About this exercise: A word-for-word restatement of the data is what is needed.
= Beginning of Section =
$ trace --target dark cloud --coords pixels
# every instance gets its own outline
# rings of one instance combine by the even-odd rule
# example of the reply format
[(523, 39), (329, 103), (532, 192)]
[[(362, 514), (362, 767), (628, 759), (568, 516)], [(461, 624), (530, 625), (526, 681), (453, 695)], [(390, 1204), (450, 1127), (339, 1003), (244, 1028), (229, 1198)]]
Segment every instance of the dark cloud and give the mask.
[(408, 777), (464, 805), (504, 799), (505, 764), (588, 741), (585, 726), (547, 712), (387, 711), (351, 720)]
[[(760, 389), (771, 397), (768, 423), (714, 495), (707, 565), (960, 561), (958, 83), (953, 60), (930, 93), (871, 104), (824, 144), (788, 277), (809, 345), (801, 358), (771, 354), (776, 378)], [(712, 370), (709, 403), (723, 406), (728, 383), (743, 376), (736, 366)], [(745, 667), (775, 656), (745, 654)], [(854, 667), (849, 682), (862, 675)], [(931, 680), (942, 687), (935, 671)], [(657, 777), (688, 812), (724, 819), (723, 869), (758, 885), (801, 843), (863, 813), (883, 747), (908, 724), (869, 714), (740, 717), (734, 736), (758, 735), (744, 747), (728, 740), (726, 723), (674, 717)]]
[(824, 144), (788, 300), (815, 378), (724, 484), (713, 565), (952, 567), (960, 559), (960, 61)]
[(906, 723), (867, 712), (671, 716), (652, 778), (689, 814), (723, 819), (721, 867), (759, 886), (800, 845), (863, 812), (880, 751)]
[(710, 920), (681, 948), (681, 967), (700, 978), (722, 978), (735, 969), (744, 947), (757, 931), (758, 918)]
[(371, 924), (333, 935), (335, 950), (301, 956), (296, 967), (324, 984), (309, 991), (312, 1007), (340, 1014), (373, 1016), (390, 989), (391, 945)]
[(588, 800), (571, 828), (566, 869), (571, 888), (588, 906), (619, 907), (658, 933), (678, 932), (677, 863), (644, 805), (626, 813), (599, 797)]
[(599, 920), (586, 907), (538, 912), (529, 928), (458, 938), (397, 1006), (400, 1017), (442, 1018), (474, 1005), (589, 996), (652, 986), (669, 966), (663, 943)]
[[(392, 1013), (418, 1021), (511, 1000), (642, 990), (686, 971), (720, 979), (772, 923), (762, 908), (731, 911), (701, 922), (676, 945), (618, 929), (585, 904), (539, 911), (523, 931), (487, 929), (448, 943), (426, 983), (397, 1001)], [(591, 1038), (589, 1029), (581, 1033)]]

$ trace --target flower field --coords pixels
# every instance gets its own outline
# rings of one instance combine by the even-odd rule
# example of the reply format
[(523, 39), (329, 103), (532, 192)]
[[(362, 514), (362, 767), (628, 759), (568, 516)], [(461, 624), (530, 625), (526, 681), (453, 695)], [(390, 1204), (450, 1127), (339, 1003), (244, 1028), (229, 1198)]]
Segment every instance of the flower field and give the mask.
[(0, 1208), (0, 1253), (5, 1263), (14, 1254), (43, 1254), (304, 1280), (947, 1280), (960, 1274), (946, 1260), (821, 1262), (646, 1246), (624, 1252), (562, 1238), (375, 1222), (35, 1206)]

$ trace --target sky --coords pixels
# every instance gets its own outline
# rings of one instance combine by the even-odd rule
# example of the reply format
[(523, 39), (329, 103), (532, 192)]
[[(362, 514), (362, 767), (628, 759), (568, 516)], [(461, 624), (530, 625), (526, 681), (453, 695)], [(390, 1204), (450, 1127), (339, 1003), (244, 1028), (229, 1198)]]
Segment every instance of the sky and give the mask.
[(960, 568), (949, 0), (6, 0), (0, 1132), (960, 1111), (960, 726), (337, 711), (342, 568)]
= End of Section =
Result below:
$ trace --target dark cloud --coords pixels
# every instance gets its own outline
# rings of one instance combine by the even-odd rule
# example of the reply format
[(523, 39), (329, 103), (532, 192)]
[[(362, 514), (362, 767), (628, 759), (568, 516)], [(461, 624), (530, 625), (526, 681), (453, 695)], [(390, 1204), (450, 1127), (339, 1003), (244, 1028), (229, 1198)]]
Segment every instance of the dark cloud and give the mask.
[(408, 777), (464, 805), (504, 799), (505, 764), (588, 741), (585, 726), (547, 712), (387, 711), (351, 720)]
[[(760, 389), (771, 397), (768, 423), (714, 495), (707, 565), (960, 561), (958, 83), (953, 60), (930, 93), (871, 104), (824, 144), (788, 277), (809, 345), (801, 358), (771, 354), (776, 378)], [(712, 370), (709, 403), (723, 406), (728, 383), (743, 376), (736, 366)], [(745, 667), (775, 656), (745, 654)], [(854, 667), (849, 682), (862, 675)], [(931, 680), (942, 687), (935, 671)], [(657, 777), (688, 812), (724, 819), (723, 869), (758, 885), (801, 843), (863, 813), (883, 747), (908, 724), (869, 714), (740, 717), (734, 736), (758, 735), (744, 747), (728, 740), (726, 723), (674, 717)]]
[(824, 144), (788, 300), (815, 378), (724, 484), (713, 565), (952, 567), (960, 559), (960, 61)]
[(906, 723), (867, 712), (671, 716), (652, 778), (689, 814), (723, 819), (721, 867), (759, 886), (800, 845), (863, 812), (880, 751)]
[(710, 920), (681, 948), (681, 967), (700, 978), (722, 978), (735, 969), (744, 947), (757, 931), (758, 918)]
[(371, 924), (333, 935), (335, 950), (301, 956), (296, 967), (324, 984), (309, 991), (312, 1007), (340, 1014), (373, 1016), (390, 989), (391, 945)]
[(588, 800), (571, 828), (566, 869), (571, 888), (588, 906), (619, 907), (658, 933), (678, 932), (677, 863), (644, 805), (626, 813), (599, 797)]
[(599, 920), (586, 907), (538, 912), (529, 928), (458, 938), (397, 1006), (400, 1017), (442, 1018), (474, 1005), (589, 996), (652, 986), (669, 966), (663, 943)]
[[(392, 1013), (418, 1021), (511, 1000), (642, 990), (686, 971), (720, 979), (772, 923), (762, 908), (731, 911), (701, 922), (676, 945), (618, 929), (585, 904), (539, 911), (523, 931), (487, 929), (448, 943), (426, 983), (397, 1001)], [(591, 1038), (589, 1029), (581, 1033)]]

$ trace --target flower field --coords pixels
# every instance gets its own outline
# rings of one instance combine by the even-odd rule
# example of the reply format
[(523, 39), (329, 103), (532, 192)]
[[(362, 514), (362, 767), (628, 759), (568, 516)], [(461, 624), (530, 625), (526, 681), (453, 695)], [(390, 1204), (450, 1127), (339, 1003), (244, 1028), (229, 1198)]]
Segment every instance of the flower field and give the mask.
[(0, 1208), (0, 1253), (5, 1263), (14, 1254), (43, 1254), (304, 1280), (947, 1280), (960, 1274), (946, 1260), (821, 1262), (646, 1246), (624, 1252), (562, 1238), (375, 1222), (35, 1206)]

$ trace --target sky --coords pixels
# every instance gets its own outline
# rings of one instance combine by the even-odd rule
# example of the reply format
[(523, 39), (329, 103), (532, 192)]
[[(362, 514), (362, 767), (628, 759), (568, 516)], [(461, 624), (530, 625), (526, 681), (453, 695)], [(390, 1204), (450, 1127), (339, 1003), (244, 1028), (229, 1198)]]
Segment every instance of the sky and give the mask.
[(960, 568), (949, 0), (6, 0), (0, 1132), (960, 1111), (960, 726), (337, 711), (342, 568)]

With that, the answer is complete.